Dataset excerpts:

++++++++++

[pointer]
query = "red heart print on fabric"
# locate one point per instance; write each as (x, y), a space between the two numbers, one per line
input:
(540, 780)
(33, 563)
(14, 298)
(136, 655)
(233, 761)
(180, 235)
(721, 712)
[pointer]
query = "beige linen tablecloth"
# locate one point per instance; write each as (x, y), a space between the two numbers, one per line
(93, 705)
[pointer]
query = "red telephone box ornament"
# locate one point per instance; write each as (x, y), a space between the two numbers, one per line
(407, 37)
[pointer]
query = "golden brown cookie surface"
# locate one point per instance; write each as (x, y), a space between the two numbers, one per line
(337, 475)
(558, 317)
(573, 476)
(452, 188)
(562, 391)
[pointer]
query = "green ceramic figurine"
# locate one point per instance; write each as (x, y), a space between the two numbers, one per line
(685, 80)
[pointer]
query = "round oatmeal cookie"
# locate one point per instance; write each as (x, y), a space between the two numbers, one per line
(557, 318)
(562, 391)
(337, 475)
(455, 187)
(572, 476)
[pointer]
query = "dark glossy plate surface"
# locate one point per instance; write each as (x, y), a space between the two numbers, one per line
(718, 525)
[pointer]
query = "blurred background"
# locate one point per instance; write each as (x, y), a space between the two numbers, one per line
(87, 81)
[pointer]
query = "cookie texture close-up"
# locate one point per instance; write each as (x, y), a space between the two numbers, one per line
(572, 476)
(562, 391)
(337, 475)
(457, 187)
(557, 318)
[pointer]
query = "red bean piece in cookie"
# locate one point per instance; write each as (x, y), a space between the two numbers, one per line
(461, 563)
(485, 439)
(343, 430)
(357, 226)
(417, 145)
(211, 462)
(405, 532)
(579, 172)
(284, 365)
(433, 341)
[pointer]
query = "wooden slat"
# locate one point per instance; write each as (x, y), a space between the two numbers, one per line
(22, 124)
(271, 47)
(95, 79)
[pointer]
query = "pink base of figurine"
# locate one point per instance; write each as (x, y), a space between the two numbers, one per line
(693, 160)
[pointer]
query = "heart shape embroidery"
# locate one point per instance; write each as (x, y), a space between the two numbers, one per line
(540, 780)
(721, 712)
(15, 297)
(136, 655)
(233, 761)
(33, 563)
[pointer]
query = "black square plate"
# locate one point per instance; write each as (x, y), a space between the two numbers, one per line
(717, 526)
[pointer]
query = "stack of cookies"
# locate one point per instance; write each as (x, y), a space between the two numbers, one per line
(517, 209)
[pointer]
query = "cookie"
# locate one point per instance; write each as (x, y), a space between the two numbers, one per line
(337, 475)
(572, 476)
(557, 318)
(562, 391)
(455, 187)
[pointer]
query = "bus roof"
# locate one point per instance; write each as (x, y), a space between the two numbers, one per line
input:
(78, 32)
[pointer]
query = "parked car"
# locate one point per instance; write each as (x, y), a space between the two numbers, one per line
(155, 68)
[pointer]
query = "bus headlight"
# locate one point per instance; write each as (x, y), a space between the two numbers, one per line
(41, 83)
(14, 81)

++++++++++

Task requirements:
Wherever a line contains the string "figurine", copy that line from the data.

Finished exercise:
query = "green ceramic figurine"
query = "pink base of figurine"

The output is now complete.